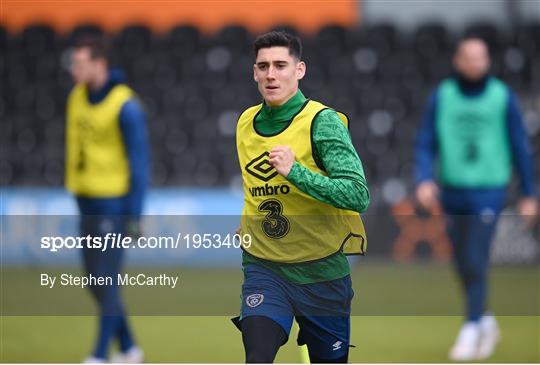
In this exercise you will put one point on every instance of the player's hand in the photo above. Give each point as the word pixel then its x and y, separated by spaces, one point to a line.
pixel 427 194
pixel 282 158
pixel 528 210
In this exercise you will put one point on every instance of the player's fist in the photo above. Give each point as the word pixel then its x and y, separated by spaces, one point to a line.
pixel 427 195
pixel 282 158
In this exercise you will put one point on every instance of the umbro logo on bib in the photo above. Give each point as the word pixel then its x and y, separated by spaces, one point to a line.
pixel 260 168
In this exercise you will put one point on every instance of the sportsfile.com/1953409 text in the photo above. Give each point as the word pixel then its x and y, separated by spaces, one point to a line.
pixel 119 240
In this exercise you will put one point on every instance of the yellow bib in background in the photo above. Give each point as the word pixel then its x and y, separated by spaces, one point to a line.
pixel 285 224
pixel 96 161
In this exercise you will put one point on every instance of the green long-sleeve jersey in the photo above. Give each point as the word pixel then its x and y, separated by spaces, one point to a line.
pixel 345 186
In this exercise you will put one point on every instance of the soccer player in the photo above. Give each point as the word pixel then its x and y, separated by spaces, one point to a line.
pixel 304 187
pixel 474 127
pixel 107 167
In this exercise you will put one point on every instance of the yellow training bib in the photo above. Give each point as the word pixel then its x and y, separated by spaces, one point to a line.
pixel 285 224
pixel 96 161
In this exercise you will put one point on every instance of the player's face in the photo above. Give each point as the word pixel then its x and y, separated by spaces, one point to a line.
pixel 277 74
pixel 83 67
pixel 472 59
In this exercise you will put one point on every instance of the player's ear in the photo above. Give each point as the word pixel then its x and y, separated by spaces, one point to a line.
pixel 300 70
pixel 255 77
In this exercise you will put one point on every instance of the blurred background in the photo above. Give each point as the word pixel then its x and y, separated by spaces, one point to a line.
pixel 191 64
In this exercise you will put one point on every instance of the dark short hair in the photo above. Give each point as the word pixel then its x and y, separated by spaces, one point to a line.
pixel 98 45
pixel 279 39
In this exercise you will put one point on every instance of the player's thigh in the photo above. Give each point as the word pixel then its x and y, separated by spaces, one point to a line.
pixel 327 337
pixel 264 294
pixel 323 313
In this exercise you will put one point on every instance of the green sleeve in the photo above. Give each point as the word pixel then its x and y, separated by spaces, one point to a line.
pixel 345 186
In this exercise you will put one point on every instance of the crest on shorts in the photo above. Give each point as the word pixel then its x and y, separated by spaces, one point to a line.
pixel 254 300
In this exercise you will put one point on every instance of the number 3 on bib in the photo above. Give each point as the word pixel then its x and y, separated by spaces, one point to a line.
pixel 274 225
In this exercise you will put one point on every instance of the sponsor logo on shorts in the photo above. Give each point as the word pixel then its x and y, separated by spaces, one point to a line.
pixel 254 300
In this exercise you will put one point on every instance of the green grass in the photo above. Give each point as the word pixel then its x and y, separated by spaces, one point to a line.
pixel 409 313
pixel 215 339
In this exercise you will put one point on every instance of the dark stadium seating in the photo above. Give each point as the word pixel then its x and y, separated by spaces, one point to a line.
pixel 194 86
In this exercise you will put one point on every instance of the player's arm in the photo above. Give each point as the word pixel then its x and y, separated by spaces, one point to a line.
pixel 133 126
pixel 522 156
pixel 345 186
pixel 425 153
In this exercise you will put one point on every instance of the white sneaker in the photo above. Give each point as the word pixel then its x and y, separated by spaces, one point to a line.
pixel 94 360
pixel 132 356
pixel 466 345
pixel 490 335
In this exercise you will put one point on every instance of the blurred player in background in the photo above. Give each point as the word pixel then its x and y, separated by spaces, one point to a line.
pixel 107 166
pixel 303 188
pixel 473 126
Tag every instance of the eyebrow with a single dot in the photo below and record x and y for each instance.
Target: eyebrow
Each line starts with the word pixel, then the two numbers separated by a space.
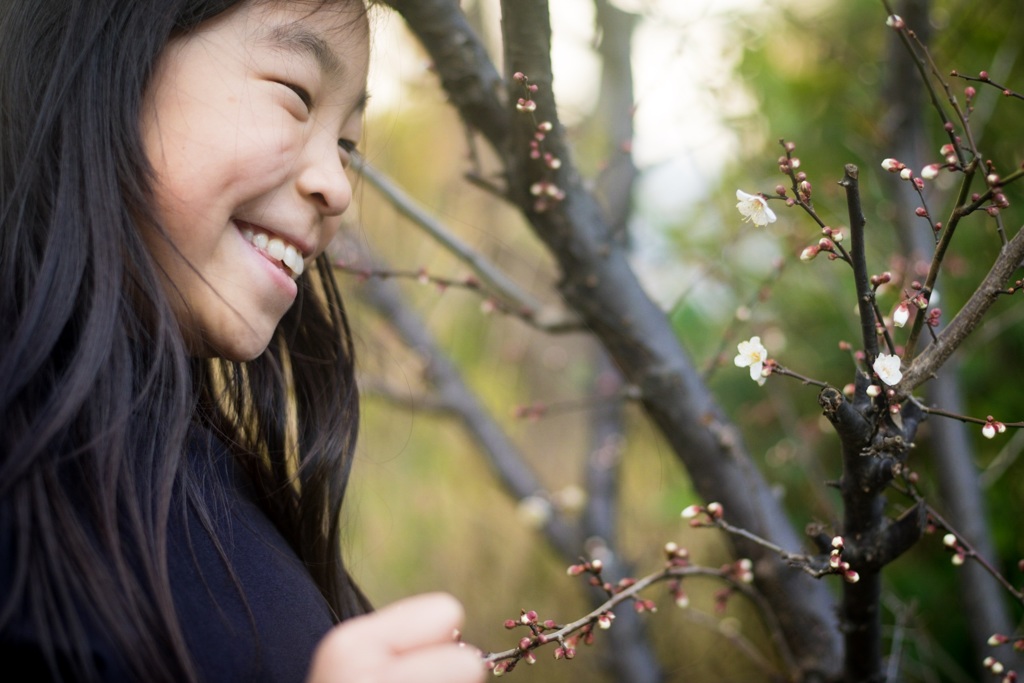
pixel 301 40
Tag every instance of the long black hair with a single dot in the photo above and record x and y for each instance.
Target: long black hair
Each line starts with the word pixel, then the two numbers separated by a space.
pixel 98 393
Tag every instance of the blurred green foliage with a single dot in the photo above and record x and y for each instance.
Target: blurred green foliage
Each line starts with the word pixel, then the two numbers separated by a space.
pixel 426 513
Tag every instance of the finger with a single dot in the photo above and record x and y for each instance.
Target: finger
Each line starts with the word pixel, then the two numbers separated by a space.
pixel 439 664
pixel 414 623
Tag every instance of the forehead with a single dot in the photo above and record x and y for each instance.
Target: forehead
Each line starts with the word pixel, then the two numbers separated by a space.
pixel 331 33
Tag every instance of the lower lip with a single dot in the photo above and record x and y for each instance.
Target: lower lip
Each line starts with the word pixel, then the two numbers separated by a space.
pixel 282 278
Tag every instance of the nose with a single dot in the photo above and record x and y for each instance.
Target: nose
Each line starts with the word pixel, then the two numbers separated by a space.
pixel 324 181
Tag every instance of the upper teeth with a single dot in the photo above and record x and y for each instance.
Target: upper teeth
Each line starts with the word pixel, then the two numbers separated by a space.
pixel 276 249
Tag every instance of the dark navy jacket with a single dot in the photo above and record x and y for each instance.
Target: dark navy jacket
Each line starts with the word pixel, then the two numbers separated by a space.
pixel 267 638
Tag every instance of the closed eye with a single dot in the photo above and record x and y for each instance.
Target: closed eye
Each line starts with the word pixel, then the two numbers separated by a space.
pixel 301 92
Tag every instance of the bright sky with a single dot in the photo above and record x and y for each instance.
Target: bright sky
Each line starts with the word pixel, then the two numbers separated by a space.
pixel 685 51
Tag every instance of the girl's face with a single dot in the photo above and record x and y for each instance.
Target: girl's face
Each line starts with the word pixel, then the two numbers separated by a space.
pixel 249 122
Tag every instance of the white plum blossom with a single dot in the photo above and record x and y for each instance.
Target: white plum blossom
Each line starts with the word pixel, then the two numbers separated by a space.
pixel 901 314
pixel 752 354
pixel 755 208
pixel 892 165
pixel 887 368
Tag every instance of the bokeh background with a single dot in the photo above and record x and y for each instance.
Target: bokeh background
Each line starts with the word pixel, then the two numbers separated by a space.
pixel 718 83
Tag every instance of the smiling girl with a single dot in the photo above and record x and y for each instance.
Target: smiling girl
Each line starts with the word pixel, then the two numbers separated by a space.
pixel 178 407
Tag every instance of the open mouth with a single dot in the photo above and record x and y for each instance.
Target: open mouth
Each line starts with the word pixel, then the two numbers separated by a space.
pixel 285 254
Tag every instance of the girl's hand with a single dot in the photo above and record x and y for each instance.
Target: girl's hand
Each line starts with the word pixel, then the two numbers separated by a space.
pixel 410 640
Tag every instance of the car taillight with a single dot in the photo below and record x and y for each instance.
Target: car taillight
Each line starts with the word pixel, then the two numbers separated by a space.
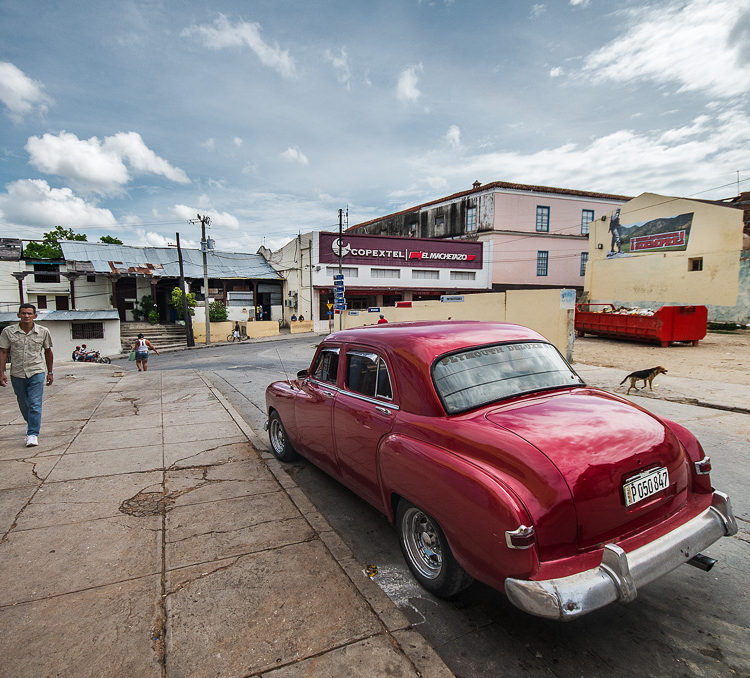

- - - - - - -

__Task description__
Your answer should be an exact copy of the records above, with no pictures in it.

__Written answer__
In this exercise you will put one point on every instance of the player's hand in the photo above. Give each point as the word pixel then its x and y, separated by spaces, one point to a line.
pixel 427 194
pixel 282 158
pixel 528 210
In this exercise you will put one point on every instance of the player's fist in the photo above. Give each point as the word pixel then its x and y, separated by spaces, one point to a line.
pixel 427 195
pixel 282 158
In this exercise you will put one point on every instance of the umbro logo on bib in the photo above. Give each point as the word pixel then its x and y, separated by spaces, one point to a line.
pixel 260 168
In this exercise you will put one point on every instance of the sportsfile.com/1953409 text in the photo above. Give each point as the word pixel then its x and y, separated by spaces, one point to a line.
pixel 119 240
In this exercise you will put one point on every instance of the yellow bib in background in the photo above. Give each point as the word pixel then its x and y, separated by spaces, one point to a line.
pixel 285 224
pixel 96 161
In this exercise you will put one point on every instance of the green long-sleeve jersey in the photo above. Give each point as the word pixel then its x and y, separated by spaces, one point to a line.
pixel 345 186
In this exercise you will put one point on every instance of the soccer player in the photo above. Give each point as the word pixel then its x and y, separated by spaces, one point to a line.
pixel 304 187
pixel 474 127
pixel 107 167
In this exercise you will put one point on every instance of the yellow training bib in the photo above. Give each point as the word pixel then its x and y, separated by spaces, one point to a line.
pixel 285 224
pixel 96 161
In this exercise you will put one point on every instance of the player's face in the photo above. Give each point as the word pixel then its x and y, separated by spaces, one point to a line.
pixel 277 74
pixel 83 67
pixel 472 59
In this exercise you will put one point on every instance of the player's ear in the photo above. Give each point as the word pixel then its x and y, separated by spaces, one point to a line.
pixel 300 70
pixel 255 77
In this exercise you will put one point on every instance of the blurred background in the photo above. Give each point as the word pixel then its x and y, separated by spaces, one point to a line.
pixel 191 64
In this exercise you will put one point on every instance of the dark short hair in the photo above. Give each point as the word pixel then its x and y, separated by spaces, one point to a line.
pixel 98 45
pixel 279 39
In this exercise you will put one point on every instance of the player's thigh in the photo above. Give each point as the word pixel then its x and y, separated by spaces, one point to a line.
pixel 327 337
pixel 264 294
pixel 323 313
In this exercise you will put one point on every instance of the green sleeve in the photo above. Give each point as the word pixel then its x and y, separated by spaces, one point to a line.
pixel 345 186
In this exercise you will put one point on every instance of the crest on shorts in the photo above. Give each point as the word pixel then its x and y, separated by spaces, one point to a line.
pixel 254 300
In this exercise you will put one point on every instance of the number 3 on bib in the photo above. Give each point as the word pixel then its x and y, separated by spaces, one point to a line.
pixel 274 225
In this exercise you will put one point on every instance of the sponsor logo on shorts in the photo above. Give each point as the word pixel then its x and y, separated by spaces, one point to a line.
pixel 254 300
In this exercise you will put one point on every instance of the green grass in the photo above. Give each point as the word pixel then its x and y, separated by spaces, one point to a line.
pixel 409 313
pixel 215 339
In this exercise you will put one point on every instance of the dark stadium seating in the photo above. Give each point as the word pixel then its x and y, separated by spaces, one point to a line.
pixel 194 86
In this exercise you will put one point on every instance of the player's arm in the photo above. Give each point as the word pixel then its x and y, separated by spaces, one point to a line.
pixel 133 126
pixel 522 156
pixel 345 186
pixel 425 153
In this exercise you will put one point on every instance of the white sneaker in the photo above. Give each point as the word pixel then its x and y, separated by spaces, one point to a line.
pixel 94 360
pixel 132 356
pixel 466 345
pixel 490 335
In this exercise you will put one point on every instance of the blurred player in background in the photo above. Give each point as the word pixel then its x and y, separated by spaces, one point to a line.
pixel 107 166
pixel 303 188
pixel 473 126
Tag every instance of the eyebrow with a single dot in the photo below and record x and y for each instance.
Target: eyebrow
Each line starts with the word pixel, then the two numbers separated by a space.
pixel 301 40
Tag every instance of the long black hair with a single dot in the photo above and record x and y for each instance.
Target: long black hair
Each line starts with the word pixel, then the two numbers separated by a space.
pixel 98 393
Tag every instance of the blurred green foliage with a single dot in the photo above and record x and y for each instance.
Target: blurred green foliage
Each line starts with the word pixel, then the two numbers separated by a space.
pixel 426 513
Tag every instance of the finger with a single dot in the photo above and record x and y for each instance.
Target: finger
Each line starts with the word pixel, then the two numbers separated by a space.
pixel 439 664
pixel 414 623
Tag every instance of the forehead with a single dot in the photo above and record x and y for each instance.
Target: forehead
Each line starts with the word pixel, then the two numbers separated by a space.
pixel 331 33
Tag every instance of the lower lip with a single dot in the photo above and record x and y for each instance.
Target: lower lip
Each line starts with the word pixel, then the two numbers separated by a space.
pixel 282 278
Tag every instance of the nose with a single dot in the photo above and record x and y for each instance.
Target: nose
Each line starts with the word pixel, then the two numbers separated by a space.
pixel 324 181
Tag every instance of the upper teeth with a single dot in the photo above and record x and y for each instance.
Target: upper teeth
Each line starts with the word pixel, then the two numbers separated by a space.
pixel 276 249
Tag every instance of the dark navy jacket with a single dot in the photo above and record x and y for each instance.
Target: dark navy jacket
Each line starts with the word pixel, then the two numbers separated by a space.
pixel 267 638
Tag every instance of the closed eye with a single dot in the photo above and record x and y for each instance.
Target: closed eye
Each line starts with the word pixel, then the two numbers separated by a space.
pixel 301 92
Tag every instance of the bright sky with a single dot in the photo above and record x and y for each instance.
Target: bright sky
Each line starts with the word pixel, then the two numbers separated by a space.
pixel 685 51
Tag every instance of the girl's face with a single dot in the photo above and record x and y for each instance.
Target: girl's face
Each line starts with the word pixel, then the two numbers separated by a space.
pixel 249 122
Tag every instance of the white plum blossom with a single dot in the photo above and record x and y for each instance.
Target: white plum blossom
Each line starts with the word pixel, then the two numbers separated by a space.
pixel 901 314
pixel 752 354
pixel 755 208
pixel 892 165
pixel 887 368
Tag every instance of the bokeh background with a single dot in the photo above and record x and y for each instance.
Target: bokeh background
Each line starts with the word pixel, then the two numbers separated by a space.
pixel 718 83
Tag every instance of the smiling girl with a single dot in the photo above and record x and y for each instance.
Target: smiling girl
Each line starts with the word pixel, then the two numbers separated by a space.
pixel 178 407
Tag every instance of the open mouth with a single dot in the photo above and record x and y for each instance.
Target: open mouth
Each line starts with the word pixel, then the two numbers separated by a space.
pixel 285 254
Tag every instance of the girl's hand with a single dot in the photo above and record x and y for each instance.
Target: girl's hand
Each line starts with the word pixel, then the two numbers separated by a space.
pixel 410 640
Tag every instance of the car taillight with a single dot in the photo below and record x and y for each instance.
Target: car taillight
Each line starts with the word pixel, then the two numbers separated by a space.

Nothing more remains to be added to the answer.